Assignment:
Whenever a line in the entries below contains the string "hoodie", copy that line.
____
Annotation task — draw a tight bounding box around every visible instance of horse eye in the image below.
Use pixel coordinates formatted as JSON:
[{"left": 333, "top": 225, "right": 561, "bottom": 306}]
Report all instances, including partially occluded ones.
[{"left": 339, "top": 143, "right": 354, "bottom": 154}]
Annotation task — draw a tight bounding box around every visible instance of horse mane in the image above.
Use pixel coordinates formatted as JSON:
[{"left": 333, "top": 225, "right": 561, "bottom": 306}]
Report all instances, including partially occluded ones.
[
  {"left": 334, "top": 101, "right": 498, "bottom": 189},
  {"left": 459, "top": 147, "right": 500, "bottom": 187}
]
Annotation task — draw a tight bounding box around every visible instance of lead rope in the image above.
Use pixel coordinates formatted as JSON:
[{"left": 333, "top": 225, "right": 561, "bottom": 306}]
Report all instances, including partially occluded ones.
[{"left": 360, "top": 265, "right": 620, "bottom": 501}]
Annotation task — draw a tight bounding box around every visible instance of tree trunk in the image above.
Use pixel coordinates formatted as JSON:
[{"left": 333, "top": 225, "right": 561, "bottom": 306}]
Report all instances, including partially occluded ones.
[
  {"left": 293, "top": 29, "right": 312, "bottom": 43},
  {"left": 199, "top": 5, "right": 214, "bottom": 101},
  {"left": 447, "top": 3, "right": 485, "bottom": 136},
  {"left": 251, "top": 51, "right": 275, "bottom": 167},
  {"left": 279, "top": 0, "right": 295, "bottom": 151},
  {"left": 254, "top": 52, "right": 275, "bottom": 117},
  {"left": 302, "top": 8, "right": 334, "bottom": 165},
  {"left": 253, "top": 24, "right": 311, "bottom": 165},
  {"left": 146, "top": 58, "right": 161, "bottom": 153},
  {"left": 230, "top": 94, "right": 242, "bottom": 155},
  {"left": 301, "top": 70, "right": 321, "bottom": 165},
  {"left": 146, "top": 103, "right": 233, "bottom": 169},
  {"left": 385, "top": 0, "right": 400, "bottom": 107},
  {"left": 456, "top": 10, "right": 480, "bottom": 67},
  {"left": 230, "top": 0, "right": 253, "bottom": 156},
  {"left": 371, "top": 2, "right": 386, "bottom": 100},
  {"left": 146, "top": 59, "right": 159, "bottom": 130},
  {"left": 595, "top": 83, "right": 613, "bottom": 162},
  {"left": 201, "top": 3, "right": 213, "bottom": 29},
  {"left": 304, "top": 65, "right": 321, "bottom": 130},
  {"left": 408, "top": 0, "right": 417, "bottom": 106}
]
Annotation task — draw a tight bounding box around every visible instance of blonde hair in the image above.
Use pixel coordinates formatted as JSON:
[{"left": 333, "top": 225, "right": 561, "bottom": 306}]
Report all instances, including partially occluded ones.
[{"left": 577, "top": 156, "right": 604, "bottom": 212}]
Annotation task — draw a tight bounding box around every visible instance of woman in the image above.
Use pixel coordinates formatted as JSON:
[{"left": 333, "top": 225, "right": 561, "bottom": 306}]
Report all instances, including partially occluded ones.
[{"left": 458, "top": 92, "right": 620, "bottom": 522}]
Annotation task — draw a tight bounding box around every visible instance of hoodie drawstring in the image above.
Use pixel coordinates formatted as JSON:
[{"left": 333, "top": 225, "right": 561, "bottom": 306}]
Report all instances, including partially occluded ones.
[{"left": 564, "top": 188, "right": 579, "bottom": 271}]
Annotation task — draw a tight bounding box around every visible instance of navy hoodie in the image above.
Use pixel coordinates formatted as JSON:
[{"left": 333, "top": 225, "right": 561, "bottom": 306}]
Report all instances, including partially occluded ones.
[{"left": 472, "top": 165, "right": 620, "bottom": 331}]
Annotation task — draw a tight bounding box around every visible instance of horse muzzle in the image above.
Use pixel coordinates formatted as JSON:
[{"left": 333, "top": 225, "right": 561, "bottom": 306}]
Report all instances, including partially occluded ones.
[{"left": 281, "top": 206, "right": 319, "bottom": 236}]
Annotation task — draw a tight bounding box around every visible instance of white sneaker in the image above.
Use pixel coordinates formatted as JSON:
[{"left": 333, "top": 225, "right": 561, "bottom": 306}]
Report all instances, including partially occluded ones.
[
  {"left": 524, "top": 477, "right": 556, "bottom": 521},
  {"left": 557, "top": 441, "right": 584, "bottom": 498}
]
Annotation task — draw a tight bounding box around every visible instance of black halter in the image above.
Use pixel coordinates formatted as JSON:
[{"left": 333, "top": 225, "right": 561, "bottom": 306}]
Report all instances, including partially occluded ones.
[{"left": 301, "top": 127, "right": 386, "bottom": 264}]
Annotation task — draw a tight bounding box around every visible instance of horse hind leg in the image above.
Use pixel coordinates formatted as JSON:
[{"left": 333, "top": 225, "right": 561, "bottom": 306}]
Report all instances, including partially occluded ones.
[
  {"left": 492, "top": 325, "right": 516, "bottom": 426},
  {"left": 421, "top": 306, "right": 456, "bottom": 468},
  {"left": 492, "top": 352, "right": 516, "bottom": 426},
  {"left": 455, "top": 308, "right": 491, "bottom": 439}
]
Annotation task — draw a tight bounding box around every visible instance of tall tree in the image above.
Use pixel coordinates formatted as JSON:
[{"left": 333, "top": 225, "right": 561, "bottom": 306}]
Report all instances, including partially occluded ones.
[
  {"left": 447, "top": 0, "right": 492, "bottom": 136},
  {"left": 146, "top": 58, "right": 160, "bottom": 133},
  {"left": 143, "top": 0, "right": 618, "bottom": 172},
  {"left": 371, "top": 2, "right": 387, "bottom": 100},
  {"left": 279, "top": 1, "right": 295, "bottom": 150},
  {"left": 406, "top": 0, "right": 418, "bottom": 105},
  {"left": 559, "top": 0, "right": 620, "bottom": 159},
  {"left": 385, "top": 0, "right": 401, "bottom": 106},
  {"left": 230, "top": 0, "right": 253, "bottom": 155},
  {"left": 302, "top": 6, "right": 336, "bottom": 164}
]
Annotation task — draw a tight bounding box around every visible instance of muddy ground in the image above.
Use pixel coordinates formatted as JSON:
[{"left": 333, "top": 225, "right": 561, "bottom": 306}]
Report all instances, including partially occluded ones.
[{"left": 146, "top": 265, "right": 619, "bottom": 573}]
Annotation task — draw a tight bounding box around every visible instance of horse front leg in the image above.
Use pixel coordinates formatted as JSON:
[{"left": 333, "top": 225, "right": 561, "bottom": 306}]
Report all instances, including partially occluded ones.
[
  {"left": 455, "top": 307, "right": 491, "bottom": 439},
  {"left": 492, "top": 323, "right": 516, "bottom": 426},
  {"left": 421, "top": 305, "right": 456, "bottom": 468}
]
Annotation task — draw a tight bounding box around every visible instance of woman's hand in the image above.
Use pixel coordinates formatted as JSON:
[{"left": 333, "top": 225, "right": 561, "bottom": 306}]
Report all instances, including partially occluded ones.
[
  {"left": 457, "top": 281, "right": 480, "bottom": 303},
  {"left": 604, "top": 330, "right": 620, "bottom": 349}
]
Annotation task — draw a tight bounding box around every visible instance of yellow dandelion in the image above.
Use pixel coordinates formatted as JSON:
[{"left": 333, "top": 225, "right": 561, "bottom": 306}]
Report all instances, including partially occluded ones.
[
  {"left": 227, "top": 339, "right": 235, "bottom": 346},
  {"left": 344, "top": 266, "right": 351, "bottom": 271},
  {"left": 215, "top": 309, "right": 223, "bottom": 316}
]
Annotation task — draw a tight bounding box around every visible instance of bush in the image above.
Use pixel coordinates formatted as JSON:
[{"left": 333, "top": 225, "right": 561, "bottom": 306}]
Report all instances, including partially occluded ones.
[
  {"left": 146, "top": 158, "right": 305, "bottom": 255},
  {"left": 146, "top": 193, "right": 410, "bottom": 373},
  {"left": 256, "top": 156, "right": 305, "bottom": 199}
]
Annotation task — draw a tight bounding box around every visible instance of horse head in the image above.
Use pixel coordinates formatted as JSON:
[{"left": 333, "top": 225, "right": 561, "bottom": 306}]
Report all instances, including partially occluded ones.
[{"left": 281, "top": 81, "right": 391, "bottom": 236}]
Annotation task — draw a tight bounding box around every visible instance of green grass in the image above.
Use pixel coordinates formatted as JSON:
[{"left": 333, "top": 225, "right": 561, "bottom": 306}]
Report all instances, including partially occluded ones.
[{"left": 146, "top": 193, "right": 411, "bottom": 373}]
____
Expected answer:
Annotation task — draw a tight bounding box around every visible instance of hoodie drawstring in the image above.
Annotation task — draw a tight bounding box around every visible instance of navy hoodie in the image above.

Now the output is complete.